▸ **EXERCISE REQUIREMENTS**
[A] Please output the stretch of the passage on stress in today's world from "With the threats" through "environmental activism community.", copied word for word.
[B] In the passage on stress in today's world, who coined the term solastalgia?

There is no agony like bearing an untold story inside you.
ZORA NEALE HURSTON, author of Dust Tracks on a Road
Some people suffer from symptoms similar to post-traumatic stress disorder (PTSD)with worry, disturbing and intrusive thoughts, hyperreactivity, hypervigilance, grief, sleep problems, and nightmares-but in this case the symptoms stem not from a traumatic event or series of events but from how it feels to live in today's world and from anxiety about what it could be like in the future.
With the threats and worries swirling around us becoming so pervasive- overwhelming, really-our culture has recently coined terms for new forms of fatigue or depletion, including outrage fatigue, evacuation fatigue, scandal fatigue, compassion fatigue, racial battle fatigue, apocalypse fatigue, and eco-anxiety. Recently, the term solastalgia, coined by Australian philosopher Glenn Albrecht to describe the distress of seeing treasured land permanently damaged by industrial activity or extreme weather events, has entered the cultural lexicon, particularly in the mental health field and environmental activism community.
More and more these days, people are asking, What can I do about the psychological turmoil that I'm feeling? How can I feel safe and steady myself again? How can I respond to triggers more effectively? These questions reflect the deepening emotional toll of anxiety, fear, outrage, anger, and sorrow-of a society under stress. It doesn't have to be this way.

▸ **GIVEN ENTRIES**

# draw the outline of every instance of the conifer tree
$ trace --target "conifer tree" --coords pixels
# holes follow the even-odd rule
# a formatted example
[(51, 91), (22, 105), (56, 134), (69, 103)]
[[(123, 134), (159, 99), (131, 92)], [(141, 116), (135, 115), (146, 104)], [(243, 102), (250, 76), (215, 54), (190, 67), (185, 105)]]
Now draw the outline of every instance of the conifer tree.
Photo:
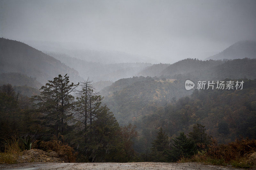
[(168, 137), (160, 128), (156, 138), (152, 143), (151, 159), (154, 162), (166, 162), (170, 152)]
[(57, 139), (60, 132), (64, 135), (65, 127), (72, 116), (75, 98), (71, 93), (79, 85), (70, 83), (69, 78), (67, 74), (64, 78), (59, 75), (41, 87), (40, 95), (32, 97), (37, 111), (42, 114), (41, 123), (49, 128), (49, 133), (55, 131)]
[(195, 154), (196, 151), (194, 141), (188, 138), (184, 132), (173, 139), (173, 149), (172, 150), (172, 160), (175, 161), (181, 157), (188, 157)]

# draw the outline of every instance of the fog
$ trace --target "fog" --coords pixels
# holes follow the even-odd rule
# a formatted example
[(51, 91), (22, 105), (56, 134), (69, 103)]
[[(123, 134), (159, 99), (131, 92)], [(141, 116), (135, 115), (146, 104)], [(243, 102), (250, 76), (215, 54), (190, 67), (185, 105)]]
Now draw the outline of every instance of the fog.
[(0, 7), (2, 37), (119, 51), (156, 63), (204, 59), (256, 40), (255, 1), (1, 0)]

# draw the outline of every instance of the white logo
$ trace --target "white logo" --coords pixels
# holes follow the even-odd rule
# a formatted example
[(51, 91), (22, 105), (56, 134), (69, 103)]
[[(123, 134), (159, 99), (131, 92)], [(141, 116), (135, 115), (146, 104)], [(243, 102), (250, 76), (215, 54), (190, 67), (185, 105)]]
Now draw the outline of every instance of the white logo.
[(189, 80), (186, 80), (185, 82), (185, 88), (187, 90), (189, 90), (194, 88), (195, 86), (195, 83)]

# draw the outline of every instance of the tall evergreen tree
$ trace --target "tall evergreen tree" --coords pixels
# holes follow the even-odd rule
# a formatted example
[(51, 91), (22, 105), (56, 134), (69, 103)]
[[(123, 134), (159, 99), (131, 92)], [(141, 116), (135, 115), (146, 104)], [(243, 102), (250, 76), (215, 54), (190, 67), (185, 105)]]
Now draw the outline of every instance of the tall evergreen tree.
[(49, 128), (49, 133), (55, 131), (57, 139), (60, 132), (64, 135), (65, 127), (72, 116), (75, 98), (71, 93), (79, 85), (70, 83), (69, 78), (67, 74), (64, 78), (59, 75), (41, 87), (40, 95), (32, 97), (37, 111), (42, 114), (41, 123)]
[(156, 138), (152, 143), (151, 158), (154, 162), (166, 162), (170, 153), (170, 142), (168, 137), (163, 131), (162, 128), (158, 133)]
[(180, 136), (173, 141), (174, 148), (172, 150), (172, 161), (176, 161), (182, 157), (188, 157), (195, 154), (195, 143), (187, 137), (184, 132), (180, 132)]
[(211, 142), (211, 137), (205, 132), (205, 126), (196, 123), (193, 126), (193, 130), (188, 133), (188, 136), (195, 144), (202, 143), (206, 145)]

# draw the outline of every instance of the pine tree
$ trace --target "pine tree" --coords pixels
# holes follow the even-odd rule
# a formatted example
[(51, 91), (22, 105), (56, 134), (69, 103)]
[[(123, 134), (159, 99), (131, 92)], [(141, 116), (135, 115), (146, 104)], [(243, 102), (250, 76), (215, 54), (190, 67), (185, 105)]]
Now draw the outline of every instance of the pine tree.
[(160, 128), (156, 138), (152, 143), (151, 159), (154, 162), (166, 162), (170, 152), (168, 137)]
[(188, 136), (195, 144), (202, 143), (206, 145), (211, 142), (211, 137), (205, 132), (205, 126), (196, 123), (193, 126), (193, 130), (188, 133)]
[(188, 157), (195, 154), (196, 151), (194, 141), (188, 138), (184, 132), (173, 139), (173, 149), (172, 150), (172, 160), (176, 161), (182, 157)]
[(64, 78), (60, 74), (53, 80), (49, 80), (40, 89), (40, 95), (32, 98), (36, 102), (37, 111), (42, 114), (42, 124), (48, 128), (49, 133), (55, 131), (57, 139), (60, 132), (64, 135), (65, 127), (72, 116), (75, 98), (71, 93), (79, 85), (69, 83), (69, 78), (67, 74)]

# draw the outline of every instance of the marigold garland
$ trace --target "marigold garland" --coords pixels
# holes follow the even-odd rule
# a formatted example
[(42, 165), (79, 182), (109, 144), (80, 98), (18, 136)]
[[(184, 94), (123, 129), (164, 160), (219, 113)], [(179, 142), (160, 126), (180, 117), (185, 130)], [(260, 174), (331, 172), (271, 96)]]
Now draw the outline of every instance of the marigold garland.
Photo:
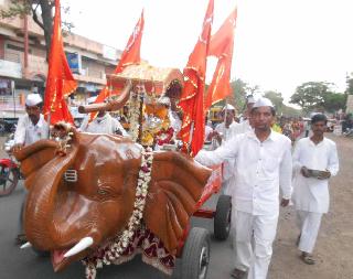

▸ **EXERCISE SOLUTIONS**
[A]
With the threats and worries swirling around us becoming so pervasive- overwhelming, really-our culture has recently coined terms for new forms of fatigue or depletion, including outrage fatigue, evacuation fatigue, scandal fatigue, compassion fatigue, racial battle fatigue, apocalypse fatigue, and eco-anxiety. Recently, the term solastalgia, coined by Australian philosopher Glenn Albrecht to describe the distress of seeing treasured land permanently damaged by industrial activity or extreme weather events, has entered the cultural lexicon, particularly in the mental health field and environmental activism community.

[B] The Australian philosopher Glenn Albrecht.